__WRITTEN INSTRUCTION A__
Pick out every line in the listing that contains the word "rocky", and copy each one.

__EXCERPT TO READ__
* start *
As part of the subtropical urban ecosystem, evergreen trees play an irreplaceable role in ecological service functions such as carbon fixation and oxygen release, air purification, temperature and moisture regulation, and soil and water conservation [1]. Compared with deciduous trees, the average carbon sequestration capacity per unit area of evergreen trees exceeds 0.6 g/m2∙d, and the dust retention capacity is several-fold to dozens of times higher [2,3]. At the same time, evergreen trees increase the relative humidity of the air over forest land by 7% compared with that over non-forest land in winter [4], effectively improving the urban microclimate. In addition, the aesthetic value of evergreen trees in urban areas should not be ignored. Evergreen trees effectively fill the gaps in the urban vegetation landscape when deciduous trees enter dormancy in winter. However, the ecological and landscape values of evergreen trees vary according to their spatiotemporal distribution; the differences therein have an effect on growth status analyses, the overall planning of urban vegetation, and urban ecological environmental management. For air purification in the center of a city, urban evergreen trees play a greater role than evergreen trees far from the urban area. Moreover, from the perspective of the evolution of time dynamics, young trees whose growth requires more organic matter have a stronger carbon fixation capacity than mature trees [5]. Therefore, it is necessary to obtain spatiotemporal distribution information on urban evergreen trees.
Currently, urban green-space planning management is uncoordinated in most parts of China, which leads to inaccurate information regarding the distribution of evergreen trees [6]. Meanwhile, traditional forest survey methods are time-consuming and laborious, and the accuracy of the information is poor [7]. Remote sensing offers an efficient means to obtain characteristic vegetation information, as the method can be used repeatedly to monitor large areas in a short amount of time with low cost [8,9,10].
Existing vegetation information extraction methods based on remote sensing can be categorized into two types. The first type extracts the required characteristic vegetation information by remote-sensing classification based on the spectral characteristics of ground object imagery in key phenological periods [11,12,13,14,15,16,17]. Due to the convenience provided by obtaining data using a single-phase classification method, this approach has been used widely in a regional land-use classification research [18,19,20]. In general, different types of vegetation on the underlying surface have similar spectral characteristics. For example, there is some spectral confusion between forest plantations and farmland, as a result of the regular planting shape [21]. Consequently, the single-image classification method has some uncertainty associated with its findings.
* end *
__DATA SHOWN__
* start *
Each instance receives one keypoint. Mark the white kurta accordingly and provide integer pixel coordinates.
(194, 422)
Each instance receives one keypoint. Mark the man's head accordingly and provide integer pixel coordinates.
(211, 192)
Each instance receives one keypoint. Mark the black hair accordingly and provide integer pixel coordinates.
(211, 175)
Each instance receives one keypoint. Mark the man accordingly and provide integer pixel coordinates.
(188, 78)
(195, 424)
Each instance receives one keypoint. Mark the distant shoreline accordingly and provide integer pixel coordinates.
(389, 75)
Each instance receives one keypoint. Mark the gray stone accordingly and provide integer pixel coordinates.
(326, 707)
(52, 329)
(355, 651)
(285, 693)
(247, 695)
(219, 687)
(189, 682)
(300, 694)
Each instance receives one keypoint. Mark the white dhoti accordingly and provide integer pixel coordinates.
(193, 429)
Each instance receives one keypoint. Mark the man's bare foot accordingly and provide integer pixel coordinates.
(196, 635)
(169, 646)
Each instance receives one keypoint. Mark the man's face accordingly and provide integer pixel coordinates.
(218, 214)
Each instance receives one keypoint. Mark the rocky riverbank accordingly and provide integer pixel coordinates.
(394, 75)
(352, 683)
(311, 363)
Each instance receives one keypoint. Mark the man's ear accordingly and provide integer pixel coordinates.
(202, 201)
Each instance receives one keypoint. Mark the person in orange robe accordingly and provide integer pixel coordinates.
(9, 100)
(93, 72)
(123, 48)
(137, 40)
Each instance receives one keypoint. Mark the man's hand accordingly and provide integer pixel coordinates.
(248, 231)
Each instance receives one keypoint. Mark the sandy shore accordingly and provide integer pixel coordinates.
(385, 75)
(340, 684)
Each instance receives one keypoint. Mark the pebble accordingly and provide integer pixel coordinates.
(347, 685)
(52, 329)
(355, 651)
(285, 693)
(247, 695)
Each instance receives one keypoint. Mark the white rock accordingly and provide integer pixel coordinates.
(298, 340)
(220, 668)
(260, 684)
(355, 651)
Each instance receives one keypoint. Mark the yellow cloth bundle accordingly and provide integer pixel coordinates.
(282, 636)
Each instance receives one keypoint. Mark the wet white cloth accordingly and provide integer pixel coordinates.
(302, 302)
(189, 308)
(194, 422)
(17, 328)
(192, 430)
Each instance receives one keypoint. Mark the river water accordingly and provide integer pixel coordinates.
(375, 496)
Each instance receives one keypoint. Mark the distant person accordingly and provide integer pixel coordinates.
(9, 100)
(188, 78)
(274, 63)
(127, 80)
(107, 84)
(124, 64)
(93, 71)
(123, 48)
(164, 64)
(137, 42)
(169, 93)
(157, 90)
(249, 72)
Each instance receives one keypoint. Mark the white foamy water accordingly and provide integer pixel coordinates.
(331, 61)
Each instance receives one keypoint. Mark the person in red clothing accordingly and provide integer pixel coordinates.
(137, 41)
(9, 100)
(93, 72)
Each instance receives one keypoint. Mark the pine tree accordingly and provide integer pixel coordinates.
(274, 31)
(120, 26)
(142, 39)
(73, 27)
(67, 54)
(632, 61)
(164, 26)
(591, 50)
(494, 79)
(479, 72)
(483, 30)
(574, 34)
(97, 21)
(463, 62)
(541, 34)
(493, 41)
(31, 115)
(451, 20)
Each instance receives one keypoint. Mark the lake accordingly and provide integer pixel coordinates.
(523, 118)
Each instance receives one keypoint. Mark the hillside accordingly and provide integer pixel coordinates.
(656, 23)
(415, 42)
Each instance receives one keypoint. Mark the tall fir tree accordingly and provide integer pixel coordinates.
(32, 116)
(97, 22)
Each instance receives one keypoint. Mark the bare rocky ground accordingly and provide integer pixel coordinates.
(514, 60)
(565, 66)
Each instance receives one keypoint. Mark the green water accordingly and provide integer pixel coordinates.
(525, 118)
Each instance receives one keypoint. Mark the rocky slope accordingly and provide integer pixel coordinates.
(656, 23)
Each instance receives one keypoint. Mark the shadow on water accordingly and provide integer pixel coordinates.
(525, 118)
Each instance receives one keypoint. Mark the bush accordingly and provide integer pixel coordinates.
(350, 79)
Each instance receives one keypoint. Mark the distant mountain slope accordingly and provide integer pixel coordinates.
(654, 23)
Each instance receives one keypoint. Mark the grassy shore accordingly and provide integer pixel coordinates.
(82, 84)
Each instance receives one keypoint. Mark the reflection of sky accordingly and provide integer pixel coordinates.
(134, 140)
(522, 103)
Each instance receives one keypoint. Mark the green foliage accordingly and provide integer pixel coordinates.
* end *
__WRITTEN INSTRUCTION B__
Write the next part of the passage on mapping urban evergreen trees with remote sensing, starting right after its final sentence.

__TASK OUTPUT A__
Each instance receives one keypoint. Mark the rocky riverbank accordingly and provide integer pixel coordinates.
Each instance receives one keypoint. Mark the bare rocky ground accordingly and provide integer pixel coordinates.
Each instance receives one keypoint. Mark the rocky slope accordingly and provide integer pixel coordinates.

__TASK OUTPUT B__
The second remote-sensing type involves extracting vegetation information using multi-temporal or time-series remote-sensing data according to the growth characteristics of vegetation throughout the phenological cycle [22,23,24,25,26,27,28,29]. This method simultaneously utilizes the multi-spectral and multi-temporal information of remote-sensing images, and makes full use of the characteristic vegetation phenology change, improving the extraction accuracy. Additionally, this approach relies on continuous time-series remote-sensing datasets. For example, the revisiting period of MODIS (Moderate Resolution Imaging Spectroradiometer) is short, on the order of one to two days, which enables the continuous monitoring of the global land surface; as such, it has become the main data source for time-series vegetation extraction. The low spatial resolution of MODIS data is generally suitable for the extraction of forest or crop information on a large scale or for areas with simple land-cover types [30]. However, the classification accuracy is usually low for areas with complex vegetation types [31,32]. In contrast, Landsat’s resolution (30 m) meets the accuracy requirements for vegetation classification. However, due to the long revisiting period (16 days), the data are more easily affected by cloud cover, which limits time-series continuity [33,34]. Regarding these issues, many researchers have attempted to obtain high spatial resolution and multi-temporal remote-sensing images by means of multi-source data fusion. However, the existing data fusion approaches fill the gaps in values from neighboring available pixels by assuming that different periods of satellite imagery have unchanged land-cover types, thus contradicting the purpose of identifying land-cover changes over time [35,36,37].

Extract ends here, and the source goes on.